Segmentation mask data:
○ ○ ○ ○ ○

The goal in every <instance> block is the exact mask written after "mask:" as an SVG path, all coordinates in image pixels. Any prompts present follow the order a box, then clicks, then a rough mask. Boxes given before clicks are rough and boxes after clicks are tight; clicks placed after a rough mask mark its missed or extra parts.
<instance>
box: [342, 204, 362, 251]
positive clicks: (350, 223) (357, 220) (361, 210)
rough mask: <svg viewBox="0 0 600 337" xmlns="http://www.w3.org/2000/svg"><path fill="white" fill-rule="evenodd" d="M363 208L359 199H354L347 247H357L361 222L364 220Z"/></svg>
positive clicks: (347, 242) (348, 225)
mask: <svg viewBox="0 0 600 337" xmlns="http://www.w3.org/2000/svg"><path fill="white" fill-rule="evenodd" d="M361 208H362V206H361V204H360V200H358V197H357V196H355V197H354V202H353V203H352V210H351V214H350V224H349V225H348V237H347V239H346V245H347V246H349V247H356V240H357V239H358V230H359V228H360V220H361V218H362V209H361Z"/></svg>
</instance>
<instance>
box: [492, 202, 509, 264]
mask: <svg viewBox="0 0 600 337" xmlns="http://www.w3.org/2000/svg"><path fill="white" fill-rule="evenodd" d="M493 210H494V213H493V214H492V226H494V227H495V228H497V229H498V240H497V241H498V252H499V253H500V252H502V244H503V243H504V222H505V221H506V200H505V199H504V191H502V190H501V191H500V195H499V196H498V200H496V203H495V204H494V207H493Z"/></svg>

○ ○ ○ ○ ○

Copy every entry above word for word.

The goal in every <instance> block is the exact mask written after "mask:" as an SVG path, all coordinates in image pixels. Any prompts present follow the order a box, then clicks, then a rough mask. Boxes given before clicks are rough and boxes after clicks are tight; clicks placed after a rough mask mark its missed or extra parts.
<instance>
box: [342, 204, 362, 251]
positive clicks: (350, 223) (357, 220) (361, 210)
rough mask: <svg viewBox="0 0 600 337" xmlns="http://www.w3.org/2000/svg"><path fill="white" fill-rule="evenodd" d="M363 208L359 199H354L347 247H357L361 222L364 220Z"/></svg>
positive clicks: (347, 242) (348, 225)
mask: <svg viewBox="0 0 600 337" xmlns="http://www.w3.org/2000/svg"><path fill="white" fill-rule="evenodd" d="M361 208H362V206H361V204H360V200H358V197H357V196H355V197H354V202H353V203H352V210H351V214H350V224H349V225H348V237H347V239H346V245H347V246H349V247H356V240H357V239H358V230H359V228H360V220H361V218H362V209H361Z"/></svg>
</instance>
<instance>
box: [492, 202, 509, 264]
mask: <svg viewBox="0 0 600 337" xmlns="http://www.w3.org/2000/svg"><path fill="white" fill-rule="evenodd" d="M493 210H494V213H493V214H492V226H494V227H495V228H497V229H498V240H497V241H498V252H499V253H500V252H502V244H503V243H504V222H505V221H506V200H505V199H504V191H502V190H501V191H500V195H499V196H498V200H496V203H495V204H494V207H493Z"/></svg>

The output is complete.